Copy the rows below again, starting at the line that contains "I'd be grateful if you could point out where the mountain" and ending at the last row, requests included. Multiply every bounding-box coordinate in the answers by 1.25 and round to whole numbers, halves up; leave the numbers in the requests and their sample box unchanged.
#####
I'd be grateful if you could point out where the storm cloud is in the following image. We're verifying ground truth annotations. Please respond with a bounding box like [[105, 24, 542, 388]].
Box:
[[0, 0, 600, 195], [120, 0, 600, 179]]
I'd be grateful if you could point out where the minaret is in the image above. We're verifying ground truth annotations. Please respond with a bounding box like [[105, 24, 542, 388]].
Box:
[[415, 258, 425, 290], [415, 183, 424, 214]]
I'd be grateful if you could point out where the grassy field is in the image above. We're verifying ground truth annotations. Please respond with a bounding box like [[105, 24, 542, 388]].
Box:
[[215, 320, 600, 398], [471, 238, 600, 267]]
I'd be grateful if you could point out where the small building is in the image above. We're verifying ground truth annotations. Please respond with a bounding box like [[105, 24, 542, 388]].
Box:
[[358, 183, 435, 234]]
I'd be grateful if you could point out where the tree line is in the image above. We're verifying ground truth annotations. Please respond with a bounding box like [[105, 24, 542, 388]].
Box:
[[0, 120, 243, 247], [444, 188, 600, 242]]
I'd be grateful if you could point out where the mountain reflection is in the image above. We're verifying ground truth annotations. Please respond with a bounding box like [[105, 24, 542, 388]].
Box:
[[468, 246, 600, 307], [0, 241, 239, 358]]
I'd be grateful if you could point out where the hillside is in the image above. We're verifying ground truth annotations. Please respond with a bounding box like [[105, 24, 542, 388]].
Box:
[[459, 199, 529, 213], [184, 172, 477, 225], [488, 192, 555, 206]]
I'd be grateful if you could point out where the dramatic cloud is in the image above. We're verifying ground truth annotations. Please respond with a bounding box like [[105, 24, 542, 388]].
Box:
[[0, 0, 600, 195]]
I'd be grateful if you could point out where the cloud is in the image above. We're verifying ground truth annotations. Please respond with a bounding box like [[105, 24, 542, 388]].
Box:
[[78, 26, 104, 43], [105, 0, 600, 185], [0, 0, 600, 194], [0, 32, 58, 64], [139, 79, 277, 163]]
#####
**EXPECTED OUTPUT:**
I'd be grateful if you could point out where the mountain reflection is in the image above. We're verifying ground truth annotations. Please respond with a bounding box like [[105, 24, 542, 388]].
Box:
[[585, 308, 750, 384], [0, 301, 299, 448]]
I'd be grateful if you could point out where the hillside is in the image above. We're verifying ground truth annotations. Please respond with a bounding box like [[105, 24, 542, 388]].
Box:
[[574, 249, 661, 266], [230, 215, 596, 281], [610, 240, 694, 258]]
I'd be grateful if you could point out where the dramatic cloud is in the image above. We're verifying ground truth annotations. Please respond with a bounding box like [[105, 24, 542, 388]].
Box:
[[0, 0, 750, 244]]
I'd be grateful if you could point out where the cloud is in the image above. We're verifying ground truth annotations. Please respond with a bounding box like [[105, 24, 542, 388]].
Box:
[[98, 33, 130, 54], [131, 0, 750, 231], [0, 0, 750, 243], [0, 40, 73, 80], [174, 99, 346, 204]]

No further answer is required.